▸ **GIVEN TASK**
Write out every row below word for word, leaving the pictures out.
== RECORDS FOR THIS TASK ==
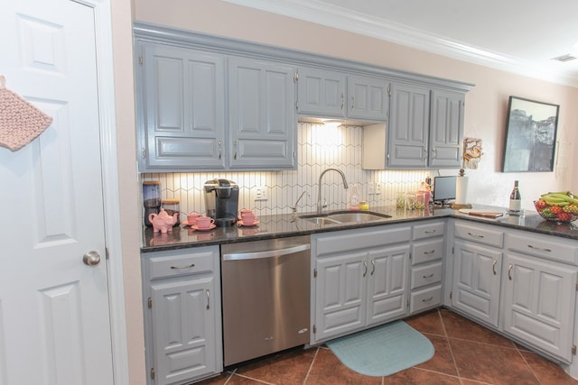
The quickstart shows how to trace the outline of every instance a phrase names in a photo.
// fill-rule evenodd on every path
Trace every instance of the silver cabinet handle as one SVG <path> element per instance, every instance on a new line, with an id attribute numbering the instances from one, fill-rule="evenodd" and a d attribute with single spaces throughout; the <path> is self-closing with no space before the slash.
<path id="1" fill-rule="evenodd" d="M 552 249 L 541 249 L 539 247 L 532 246 L 531 244 L 528 244 L 527 247 L 529 247 L 532 250 L 536 250 L 538 252 L 552 252 Z"/>
<path id="2" fill-rule="evenodd" d="M 171 266 L 171 269 L 189 269 L 189 268 L 194 268 L 195 264 L 194 263 L 191 263 L 190 265 L 187 266 Z"/>
<path id="3" fill-rule="evenodd" d="M 94 250 L 87 252 L 82 256 L 82 261 L 88 266 L 97 266 L 100 263 L 100 254 Z"/>

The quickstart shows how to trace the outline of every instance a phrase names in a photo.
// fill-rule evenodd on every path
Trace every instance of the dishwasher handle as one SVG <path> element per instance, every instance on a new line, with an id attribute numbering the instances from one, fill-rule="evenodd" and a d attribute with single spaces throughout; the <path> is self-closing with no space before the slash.
<path id="1" fill-rule="evenodd" d="M 309 244 L 298 244 L 297 246 L 288 247 L 286 249 L 267 250 L 266 252 L 235 252 L 223 254 L 223 261 L 241 261 L 241 260 L 259 260 L 263 258 L 282 257 L 284 255 L 294 254 L 295 252 L 310 250 Z"/>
===
▸ **CORRECT OUTPUT**
The quickstart shows how to trace the outline of every instance a phrase names in a photo.
// fill-rule evenodd on every path
Trace every instance of the silver cabinet handle as one SVG <path> element per instance, every instance on a new line, with an id attribute numbering the instances from one, fill-rule="evenodd" and a d attribute with single spaces throughout; the <path> is self-closing with no space before the slash.
<path id="1" fill-rule="evenodd" d="M 552 249 L 541 249 L 539 247 L 532 246 L 531 244 L 528 244 L 527 247 L 529 247 L 532 250 L 536 250 L 538 252 L 552 252 Z"/>
<path id="2" fill-rule="evenodd" d="M 171 266 L 171 269 L 189 269 L 189 268 L 194 268 L 195 264 L 194 263 L 191 263 L 190 265 L 187 266 Z"/>
<path id="3" fill-rule="evenodd" d="M 94 250 L 87 252 L 82 256 L 82 261 L 88 266 L 97 266 L 100 263 L 100 254 Z"/>

The quickstart shows how to trace the outline of every instance a phrase names in a photo.
// fill-rule evenodd on every path
Trace every instance of the dishwasher handle as one SVG <path> element per instance, every instance on a new line, with an id attribute numbering the instances from one, fill-rule="evenodd" and a d attribute with single spaces throughout; the <path> is self-closing with no space before the slash.
<path id="1" fill-rule="evenodd" d="M 309 244 L 298 244 L 297 246 L 288 247 L 286 249 L 267 250 L 266 252 L 235 252 L 223 254 L 223 261 L 241 261 L 241 260 L 259 260 L 263 258 L 282 257 L 284 255 L 294 254 L 295 252 L 310 250 Z"/>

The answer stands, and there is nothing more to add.